## Location annotation dataset excerpts
════════════════════

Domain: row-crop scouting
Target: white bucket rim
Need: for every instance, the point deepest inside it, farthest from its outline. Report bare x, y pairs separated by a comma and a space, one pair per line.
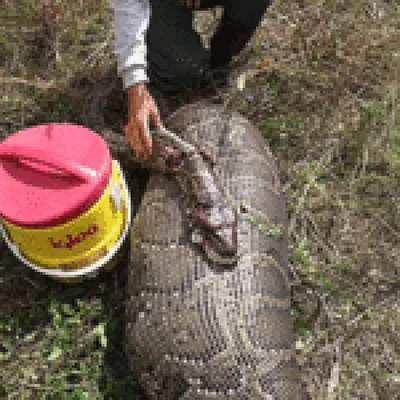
90, 270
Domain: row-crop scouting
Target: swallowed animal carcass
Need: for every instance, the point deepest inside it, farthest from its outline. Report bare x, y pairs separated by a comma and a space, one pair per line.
196, 329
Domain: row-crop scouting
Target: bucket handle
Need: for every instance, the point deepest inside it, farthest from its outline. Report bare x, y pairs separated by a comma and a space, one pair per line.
35, 154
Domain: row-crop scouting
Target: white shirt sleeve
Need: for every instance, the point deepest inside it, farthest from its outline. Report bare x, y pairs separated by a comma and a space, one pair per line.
131, 20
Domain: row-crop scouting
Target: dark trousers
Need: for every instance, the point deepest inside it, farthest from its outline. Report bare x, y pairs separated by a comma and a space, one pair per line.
177, 60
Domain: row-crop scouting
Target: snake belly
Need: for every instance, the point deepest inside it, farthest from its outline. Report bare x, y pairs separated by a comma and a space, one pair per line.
201, 331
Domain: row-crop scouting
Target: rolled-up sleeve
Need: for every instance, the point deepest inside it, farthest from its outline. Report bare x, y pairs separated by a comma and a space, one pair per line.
131, 20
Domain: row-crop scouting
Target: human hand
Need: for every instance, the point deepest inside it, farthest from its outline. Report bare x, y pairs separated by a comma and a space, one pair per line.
195, 4
141, 109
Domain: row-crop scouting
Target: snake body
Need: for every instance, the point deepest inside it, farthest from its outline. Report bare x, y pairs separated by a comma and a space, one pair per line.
195, 330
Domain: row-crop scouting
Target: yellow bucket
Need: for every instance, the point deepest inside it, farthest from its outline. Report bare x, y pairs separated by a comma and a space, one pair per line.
80, 246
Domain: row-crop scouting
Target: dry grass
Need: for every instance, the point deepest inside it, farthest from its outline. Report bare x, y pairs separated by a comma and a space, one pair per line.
327, 98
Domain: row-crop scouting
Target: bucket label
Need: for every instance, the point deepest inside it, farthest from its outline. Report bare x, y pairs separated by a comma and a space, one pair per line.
72, 240
86, 261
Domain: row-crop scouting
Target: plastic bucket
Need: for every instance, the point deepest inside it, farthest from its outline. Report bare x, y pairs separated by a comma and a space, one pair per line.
74, 247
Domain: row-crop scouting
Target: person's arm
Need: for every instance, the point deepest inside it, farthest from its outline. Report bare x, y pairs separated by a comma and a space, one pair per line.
131, 20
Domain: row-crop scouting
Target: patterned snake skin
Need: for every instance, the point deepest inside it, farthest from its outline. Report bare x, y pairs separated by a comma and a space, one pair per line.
198, 331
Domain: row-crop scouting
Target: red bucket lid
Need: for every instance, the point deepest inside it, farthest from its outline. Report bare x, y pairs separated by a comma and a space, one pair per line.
50, 174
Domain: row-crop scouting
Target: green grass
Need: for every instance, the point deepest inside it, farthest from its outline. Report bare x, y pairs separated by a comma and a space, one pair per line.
329, 107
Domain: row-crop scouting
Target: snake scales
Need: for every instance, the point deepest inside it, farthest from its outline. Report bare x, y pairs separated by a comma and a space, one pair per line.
195, 330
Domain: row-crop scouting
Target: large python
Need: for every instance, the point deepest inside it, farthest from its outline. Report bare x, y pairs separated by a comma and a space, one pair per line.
195, 330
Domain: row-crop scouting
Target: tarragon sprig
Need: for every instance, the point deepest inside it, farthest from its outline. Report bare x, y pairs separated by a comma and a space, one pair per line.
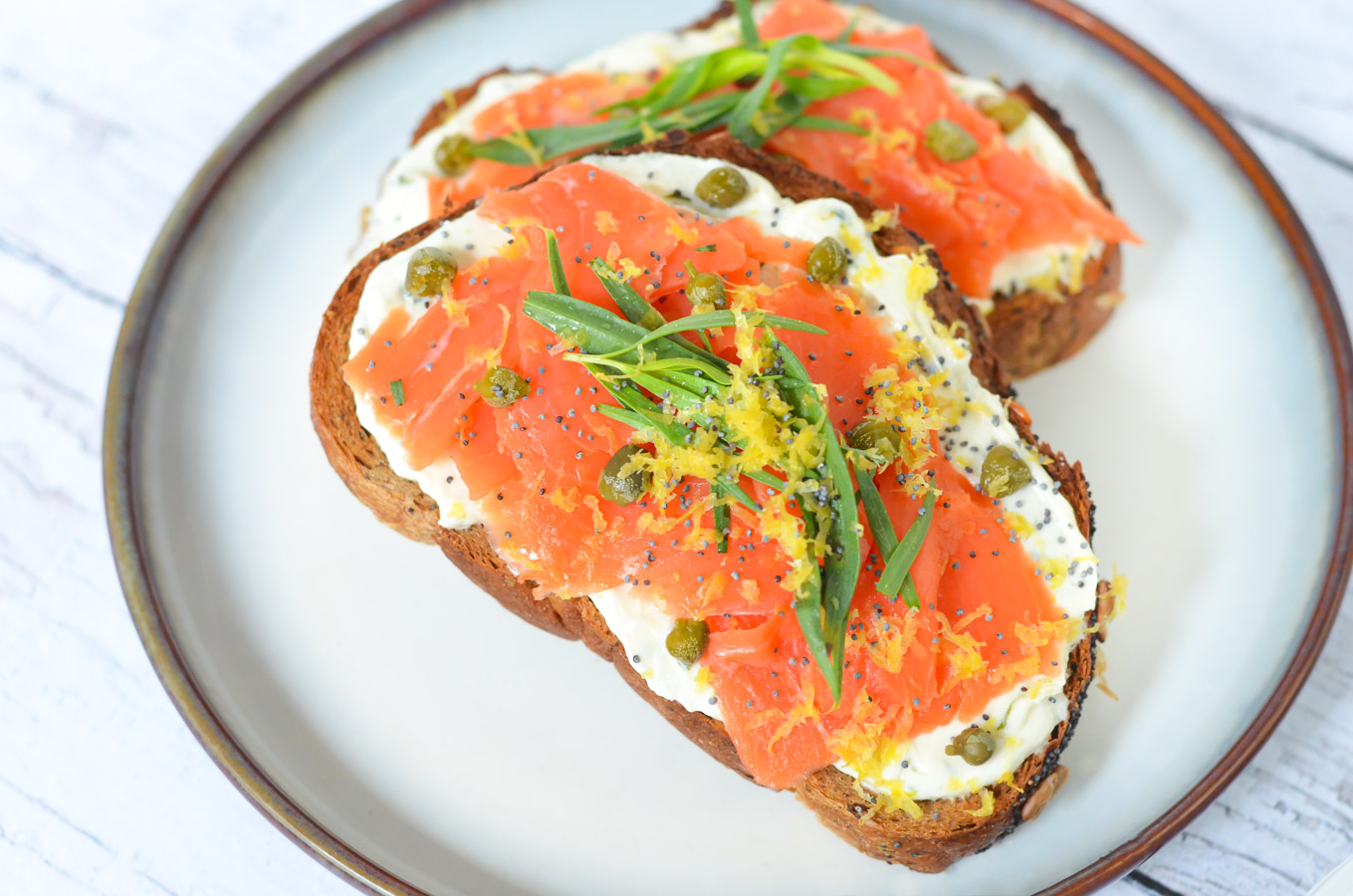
703, 94
648, 365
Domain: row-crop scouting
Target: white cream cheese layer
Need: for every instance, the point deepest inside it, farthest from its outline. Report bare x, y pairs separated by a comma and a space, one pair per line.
975, 418
402, 200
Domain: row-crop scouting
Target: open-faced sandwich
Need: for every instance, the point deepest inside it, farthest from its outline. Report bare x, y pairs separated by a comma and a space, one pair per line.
715, 416
991, 177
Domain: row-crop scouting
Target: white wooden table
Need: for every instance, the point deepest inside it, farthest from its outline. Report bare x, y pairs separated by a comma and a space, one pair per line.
106, 112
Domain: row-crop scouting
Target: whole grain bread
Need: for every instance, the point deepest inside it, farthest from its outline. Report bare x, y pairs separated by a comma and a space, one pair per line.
1031, 330
947, 828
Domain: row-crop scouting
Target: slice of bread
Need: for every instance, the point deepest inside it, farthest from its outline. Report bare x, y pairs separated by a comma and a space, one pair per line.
1031, 330
947, 828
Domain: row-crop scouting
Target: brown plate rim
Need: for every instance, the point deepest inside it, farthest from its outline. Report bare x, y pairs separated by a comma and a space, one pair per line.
170, 666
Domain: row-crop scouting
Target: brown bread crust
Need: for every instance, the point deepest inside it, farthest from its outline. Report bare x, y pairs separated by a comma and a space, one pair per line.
1032, 330
946, 830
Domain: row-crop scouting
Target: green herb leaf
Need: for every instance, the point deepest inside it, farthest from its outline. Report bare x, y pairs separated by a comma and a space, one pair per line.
900, 560
741, 120
723, 523
711, 320
880, 526
818, 123
557, 264
840, 567
640, 312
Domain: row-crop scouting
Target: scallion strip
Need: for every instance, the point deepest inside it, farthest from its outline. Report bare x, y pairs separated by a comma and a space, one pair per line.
901, 558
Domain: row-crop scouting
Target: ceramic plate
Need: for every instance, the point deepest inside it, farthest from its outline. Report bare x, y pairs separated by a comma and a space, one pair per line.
394, 720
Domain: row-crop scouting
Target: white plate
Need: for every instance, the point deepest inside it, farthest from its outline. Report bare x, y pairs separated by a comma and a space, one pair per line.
394, 719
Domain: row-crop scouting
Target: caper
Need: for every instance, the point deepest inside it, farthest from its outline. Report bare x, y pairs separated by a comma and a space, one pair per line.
621, 486
723, 187
975, 745
1007, 110
1005, 473
452, 154
688, 640
501, 386
949, 141
877, 436
430, 272
707, 290
827, 260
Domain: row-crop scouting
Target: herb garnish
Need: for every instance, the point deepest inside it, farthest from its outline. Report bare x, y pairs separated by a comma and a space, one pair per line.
663, 383
787, 75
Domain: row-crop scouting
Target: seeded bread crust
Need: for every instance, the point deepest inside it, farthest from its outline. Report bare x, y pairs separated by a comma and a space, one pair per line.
1029, 330
946, 828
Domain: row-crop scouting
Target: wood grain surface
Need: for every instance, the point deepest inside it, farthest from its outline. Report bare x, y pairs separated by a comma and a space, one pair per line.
108, 110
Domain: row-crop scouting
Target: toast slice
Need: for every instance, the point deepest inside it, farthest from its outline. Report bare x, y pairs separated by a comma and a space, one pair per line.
1032, 328
947, 828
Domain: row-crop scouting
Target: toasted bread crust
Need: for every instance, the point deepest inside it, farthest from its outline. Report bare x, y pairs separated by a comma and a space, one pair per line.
1032, 330
946, 830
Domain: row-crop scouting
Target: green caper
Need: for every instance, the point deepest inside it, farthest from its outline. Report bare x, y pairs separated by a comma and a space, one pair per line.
452, 154
973, 745
620, 485
827, 260
501, 386
723, 187
1009, 110
949, 141
877, 436
707, 290
1005, 473
688, 639
430, 272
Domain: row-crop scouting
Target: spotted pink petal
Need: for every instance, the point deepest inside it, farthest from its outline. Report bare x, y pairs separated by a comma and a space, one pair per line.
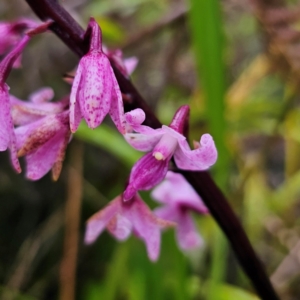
35, 134
96, 88
145, 174
40, 161
117, 109
24, 112
43, 143
7, 135
199, 159
130, 64
75, 112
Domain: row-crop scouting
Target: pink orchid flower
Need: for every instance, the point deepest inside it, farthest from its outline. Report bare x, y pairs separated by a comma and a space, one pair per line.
43, 143
7, 136
95, 91
121, 218
38, 106
179, 200
162, 144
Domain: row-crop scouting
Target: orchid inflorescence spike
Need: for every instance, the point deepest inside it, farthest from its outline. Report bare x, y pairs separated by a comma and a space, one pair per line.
39, 130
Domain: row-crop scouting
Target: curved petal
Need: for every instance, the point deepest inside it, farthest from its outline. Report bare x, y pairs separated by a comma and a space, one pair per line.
143, 142
176, 191
75, 113
96, 224
96, 88
117, 109
199, 159
44, 94
25, 112
145, 174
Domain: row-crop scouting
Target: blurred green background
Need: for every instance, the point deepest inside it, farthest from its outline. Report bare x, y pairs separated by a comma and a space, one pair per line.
236, 63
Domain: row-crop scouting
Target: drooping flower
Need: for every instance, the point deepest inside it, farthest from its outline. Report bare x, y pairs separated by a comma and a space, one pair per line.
121, 218
179, 199
162, 144
95, 91
7, 136
38, 106
43, 143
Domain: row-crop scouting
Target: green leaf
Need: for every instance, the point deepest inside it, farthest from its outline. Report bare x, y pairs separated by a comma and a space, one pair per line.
206, 25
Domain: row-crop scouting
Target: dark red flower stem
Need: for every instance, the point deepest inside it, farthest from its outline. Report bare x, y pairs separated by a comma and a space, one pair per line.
66, 28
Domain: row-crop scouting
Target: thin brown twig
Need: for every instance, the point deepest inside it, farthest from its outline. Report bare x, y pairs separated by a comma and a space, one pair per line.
72, 221
66, 28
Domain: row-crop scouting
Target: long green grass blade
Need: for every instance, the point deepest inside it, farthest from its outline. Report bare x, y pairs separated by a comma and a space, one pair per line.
206, 25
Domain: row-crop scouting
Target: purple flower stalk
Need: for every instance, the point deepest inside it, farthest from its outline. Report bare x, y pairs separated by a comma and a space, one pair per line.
162, 144
95, 91
179, 199
121, 219
126, 66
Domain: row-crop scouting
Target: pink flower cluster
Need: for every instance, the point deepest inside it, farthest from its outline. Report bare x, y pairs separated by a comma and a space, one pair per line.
40, 131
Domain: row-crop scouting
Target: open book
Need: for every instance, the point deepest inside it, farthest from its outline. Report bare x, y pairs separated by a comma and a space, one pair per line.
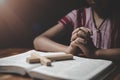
77, 69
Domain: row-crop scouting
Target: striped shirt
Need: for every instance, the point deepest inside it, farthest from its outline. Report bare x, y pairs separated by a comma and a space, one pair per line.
101, 37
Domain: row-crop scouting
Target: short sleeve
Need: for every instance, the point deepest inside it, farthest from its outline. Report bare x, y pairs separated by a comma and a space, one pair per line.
70, 18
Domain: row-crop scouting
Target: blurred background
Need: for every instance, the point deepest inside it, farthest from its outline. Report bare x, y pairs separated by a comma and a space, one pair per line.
22, 20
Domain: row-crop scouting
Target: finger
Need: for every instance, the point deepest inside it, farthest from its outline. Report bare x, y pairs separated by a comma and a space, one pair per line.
75, 31
81, 41
87, 31
74, 36
82, 34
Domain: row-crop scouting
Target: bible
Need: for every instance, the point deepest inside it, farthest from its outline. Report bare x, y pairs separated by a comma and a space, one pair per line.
78, 68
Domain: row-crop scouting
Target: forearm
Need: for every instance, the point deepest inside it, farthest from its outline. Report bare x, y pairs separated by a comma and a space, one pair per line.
111, 54
45, 44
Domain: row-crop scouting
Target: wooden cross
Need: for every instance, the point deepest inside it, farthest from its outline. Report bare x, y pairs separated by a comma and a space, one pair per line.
47, 60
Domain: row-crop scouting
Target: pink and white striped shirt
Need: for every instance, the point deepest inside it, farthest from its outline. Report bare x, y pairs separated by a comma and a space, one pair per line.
101, 39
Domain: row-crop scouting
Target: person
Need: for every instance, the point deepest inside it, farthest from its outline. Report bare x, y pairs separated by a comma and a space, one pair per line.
96, 31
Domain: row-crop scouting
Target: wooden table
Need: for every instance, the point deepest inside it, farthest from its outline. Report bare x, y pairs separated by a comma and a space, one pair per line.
9, 52
14, 51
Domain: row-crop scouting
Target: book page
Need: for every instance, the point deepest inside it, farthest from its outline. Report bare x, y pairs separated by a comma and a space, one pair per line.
17, 63
77, 69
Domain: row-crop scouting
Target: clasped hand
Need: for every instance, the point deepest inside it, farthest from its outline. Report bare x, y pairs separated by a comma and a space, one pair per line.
81, 38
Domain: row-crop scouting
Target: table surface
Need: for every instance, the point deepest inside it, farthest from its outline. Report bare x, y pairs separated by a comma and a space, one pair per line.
13, 51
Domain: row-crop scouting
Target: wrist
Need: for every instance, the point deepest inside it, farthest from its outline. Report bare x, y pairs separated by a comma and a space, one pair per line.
70, 50
98, 53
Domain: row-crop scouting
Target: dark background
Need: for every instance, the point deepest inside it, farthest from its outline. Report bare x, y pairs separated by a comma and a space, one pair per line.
22, 20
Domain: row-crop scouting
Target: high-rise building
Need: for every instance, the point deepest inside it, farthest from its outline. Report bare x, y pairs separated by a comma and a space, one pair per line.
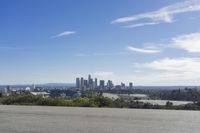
78, 83
85, 83
123, 86
82, 82
95, 83
102, 84
109, 84
130, 85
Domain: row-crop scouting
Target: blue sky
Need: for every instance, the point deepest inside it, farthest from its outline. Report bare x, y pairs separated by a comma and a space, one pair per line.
147, 42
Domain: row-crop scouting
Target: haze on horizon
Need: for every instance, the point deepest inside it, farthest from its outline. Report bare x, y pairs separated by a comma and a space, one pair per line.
57, 41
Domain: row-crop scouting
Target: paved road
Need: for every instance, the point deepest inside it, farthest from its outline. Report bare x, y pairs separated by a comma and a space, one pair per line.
34, 119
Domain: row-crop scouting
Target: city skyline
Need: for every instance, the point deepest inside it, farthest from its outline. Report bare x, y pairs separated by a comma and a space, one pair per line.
123, 41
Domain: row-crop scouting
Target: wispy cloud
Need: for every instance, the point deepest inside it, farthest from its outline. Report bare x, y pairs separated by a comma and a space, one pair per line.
139, 25
173, 71
10, 48
81, 55
65, 33
163, 15
174, 64
100, 54
103, 73
188, 42
146, 50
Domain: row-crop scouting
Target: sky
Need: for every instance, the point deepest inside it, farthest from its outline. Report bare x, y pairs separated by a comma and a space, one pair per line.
147, 42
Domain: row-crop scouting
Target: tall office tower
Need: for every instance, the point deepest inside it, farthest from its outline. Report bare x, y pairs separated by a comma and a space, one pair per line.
109, 84
89, 78
82, 82
85, 84
123, 86
95, 83
77, 82
90, 82
130, 85
102, 84
91, 86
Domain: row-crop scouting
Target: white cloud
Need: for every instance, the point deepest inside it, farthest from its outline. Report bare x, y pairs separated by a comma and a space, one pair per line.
139, 25
103, 73
177, 64
65, 33
170, 71
81, 55
146, 50
163, 15
188, 42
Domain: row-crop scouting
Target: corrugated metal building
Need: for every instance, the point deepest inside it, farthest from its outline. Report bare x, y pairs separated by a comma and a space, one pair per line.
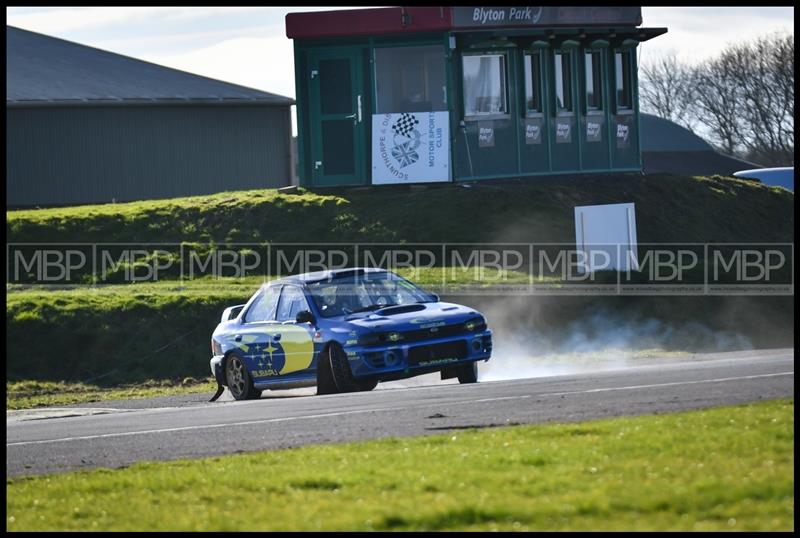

════════════════════

## Task description
Pull out every line in the lines above that contains the word "plate" and copy each one unchanged.

## Full answer
Target: brown plate rim
Target: ceramic plate
Target: white plate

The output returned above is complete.